◆ TO DO: Every single entry should be printed exactly.
== PROVIDED DATA ==
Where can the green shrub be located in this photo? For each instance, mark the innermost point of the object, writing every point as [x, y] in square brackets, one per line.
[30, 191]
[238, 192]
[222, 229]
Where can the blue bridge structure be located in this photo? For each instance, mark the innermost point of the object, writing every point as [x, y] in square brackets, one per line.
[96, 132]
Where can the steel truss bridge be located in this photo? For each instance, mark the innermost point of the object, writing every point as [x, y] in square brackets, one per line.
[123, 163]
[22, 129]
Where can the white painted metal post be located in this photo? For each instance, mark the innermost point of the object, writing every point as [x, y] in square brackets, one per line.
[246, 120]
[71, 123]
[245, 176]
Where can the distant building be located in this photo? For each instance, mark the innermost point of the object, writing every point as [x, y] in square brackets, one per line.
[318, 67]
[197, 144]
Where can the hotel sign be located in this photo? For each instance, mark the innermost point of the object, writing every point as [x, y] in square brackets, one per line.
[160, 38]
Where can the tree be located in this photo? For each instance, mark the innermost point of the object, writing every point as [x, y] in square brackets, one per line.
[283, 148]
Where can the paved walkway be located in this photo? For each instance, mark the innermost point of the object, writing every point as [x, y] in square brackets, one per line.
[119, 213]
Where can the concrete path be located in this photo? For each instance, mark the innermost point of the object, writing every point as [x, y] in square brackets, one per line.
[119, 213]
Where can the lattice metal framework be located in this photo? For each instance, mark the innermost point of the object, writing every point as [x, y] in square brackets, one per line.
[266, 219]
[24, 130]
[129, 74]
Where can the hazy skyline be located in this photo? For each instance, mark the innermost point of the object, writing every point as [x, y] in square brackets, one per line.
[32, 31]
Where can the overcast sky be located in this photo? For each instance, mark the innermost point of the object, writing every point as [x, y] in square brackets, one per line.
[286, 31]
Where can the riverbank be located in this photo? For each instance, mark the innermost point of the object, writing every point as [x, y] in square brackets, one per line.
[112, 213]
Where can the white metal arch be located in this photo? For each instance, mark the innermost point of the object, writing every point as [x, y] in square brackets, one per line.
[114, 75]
===
◆ TASK OUTPUT:
Where can the green shrub be located in this photo? For each instance, mark the innermost point of the object, writing every point as [x, y] in square brackets, one per line.
[30, 191]
[238, 192]
[222, 229]
Where can the blue bridge structure be located in this photo? For each instance, mark the innermost point of the object, writing every point as [x, y] in square brackets, one per line.
[96, 132]
Where can the steel truss bridge be located in this photo? For each instance, mark the innermost point of the object, writing every point as [x, y] in square brackets, one per line.
[123, 163]
[22, 129]
Where can the white painted metal post be located in this photo? For each instance, mark the innermost point of the object, writing every point as [x, y] in square brackets, one per line.
[246, 120]
[71, 123]
[245, 176]
Where can the distant building be located in this photo? For each instance, mark the innermost point of the object, writing every point as [x, y] in square brackets, one per line.
[318, 67]
[197, 144]
Where can the hotel sign be located in this photo? For each instance, mark the innermost point of the object, writing every point as [x, y] in square brackets, one per line.
[160, 38]
Where can the tree be located in this photo? For each instance, mark the innermost point of the object, writing every point as [x, y] in square brackets, one per line.
[283, 148]
Where can the paved walkway be located in this photo? For each instance, mark the innermost point of the object, writing every point as [x, y] in square brackets, one per line.
[119, 213]
Where can the concrete path be located in this photo? For each instance, mark the innermost point of the object, writing every point as [x, y] in square brackets, one per line.
[119, 213]
Where can the lattice metal framework be located in this photo? For each instance, mark the innermost point of the object, writing every point as [x, y] in square brackets, one per line.
[266, 219]
[24, 130]
[129, 74]
Where can the hazy skyline be located in this photo? For each instance, mark the innermost point of the object, writing every point as [x, y] in square brackets, one per line.
[32, 31]
Where can the overcast sky be located in this photo? For each instance, mark the innermost point of the object, writing every point as [x, y] in square brackets, one per line.
[286, 31]
Where can the riverbank be located in this photo? For each instance, mark the innermost point of the object, writing every point as [x, y] in square brackets, one per line.
[112, 213]
Where can the white metal arch be located in this photo? For each instance, mark the innermost point of the object, writing every point as [x, y] in square brackets, one per line.
[114, 75]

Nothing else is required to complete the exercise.